[What is expected]: From the line that includes "Query: grassy slope" to the closing line of the data, please transcribe every line exactly and add nothing.

- - -

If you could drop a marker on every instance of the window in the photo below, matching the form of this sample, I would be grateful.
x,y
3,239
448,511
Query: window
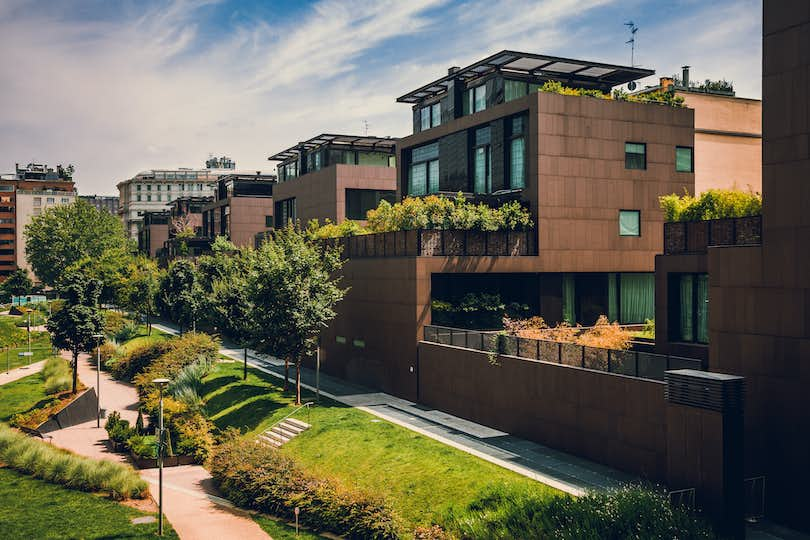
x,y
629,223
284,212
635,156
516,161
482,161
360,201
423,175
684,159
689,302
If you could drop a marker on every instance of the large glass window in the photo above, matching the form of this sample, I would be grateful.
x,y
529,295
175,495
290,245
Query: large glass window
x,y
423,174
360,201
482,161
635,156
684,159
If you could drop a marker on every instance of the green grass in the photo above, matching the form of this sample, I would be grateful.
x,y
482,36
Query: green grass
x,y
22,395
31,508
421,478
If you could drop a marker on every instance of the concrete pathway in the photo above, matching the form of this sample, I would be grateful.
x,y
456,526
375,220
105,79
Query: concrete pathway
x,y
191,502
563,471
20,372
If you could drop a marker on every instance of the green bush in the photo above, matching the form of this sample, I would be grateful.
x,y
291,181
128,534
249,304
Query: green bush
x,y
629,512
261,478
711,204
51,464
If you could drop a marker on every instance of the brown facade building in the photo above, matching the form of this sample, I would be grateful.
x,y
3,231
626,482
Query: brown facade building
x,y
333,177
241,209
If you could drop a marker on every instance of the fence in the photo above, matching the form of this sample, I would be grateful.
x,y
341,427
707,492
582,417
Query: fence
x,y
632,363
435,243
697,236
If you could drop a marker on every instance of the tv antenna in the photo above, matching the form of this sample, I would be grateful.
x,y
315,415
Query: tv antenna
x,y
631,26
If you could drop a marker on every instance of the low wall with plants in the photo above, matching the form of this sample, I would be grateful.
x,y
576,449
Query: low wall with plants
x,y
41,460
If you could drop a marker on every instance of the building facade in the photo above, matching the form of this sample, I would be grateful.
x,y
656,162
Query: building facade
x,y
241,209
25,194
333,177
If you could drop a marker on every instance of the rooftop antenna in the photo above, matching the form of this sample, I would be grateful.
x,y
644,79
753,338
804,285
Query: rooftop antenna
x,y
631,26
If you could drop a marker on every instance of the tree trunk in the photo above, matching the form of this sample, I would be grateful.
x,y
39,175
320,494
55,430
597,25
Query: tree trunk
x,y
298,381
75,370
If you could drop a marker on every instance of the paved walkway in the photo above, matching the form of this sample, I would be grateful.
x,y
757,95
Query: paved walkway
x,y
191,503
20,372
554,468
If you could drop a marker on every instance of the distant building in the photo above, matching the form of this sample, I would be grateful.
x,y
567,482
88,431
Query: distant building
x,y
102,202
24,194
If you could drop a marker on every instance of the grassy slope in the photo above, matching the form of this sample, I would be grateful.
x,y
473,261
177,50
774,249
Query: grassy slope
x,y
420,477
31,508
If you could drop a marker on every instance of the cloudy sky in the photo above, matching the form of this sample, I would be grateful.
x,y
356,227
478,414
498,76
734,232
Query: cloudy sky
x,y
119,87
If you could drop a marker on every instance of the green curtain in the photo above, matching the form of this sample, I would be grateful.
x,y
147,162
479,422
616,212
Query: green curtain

- - -

[Reply]:
Query: grassy slope
x,y
420,477
31,508
If you could drop a marker on every instance of the cloudy sky in the photo above, matching the form of this sample, I would be grateful.
x,y
356,227
478,414
498,76
734,232
Query: cloudy sky
x,y
119,87
If you could drop a marker on every instance of the green curtain in the photo above, matching the form of this sample, I would be grateful.
x,y
147,162
479,422
616,212
Query: green curtain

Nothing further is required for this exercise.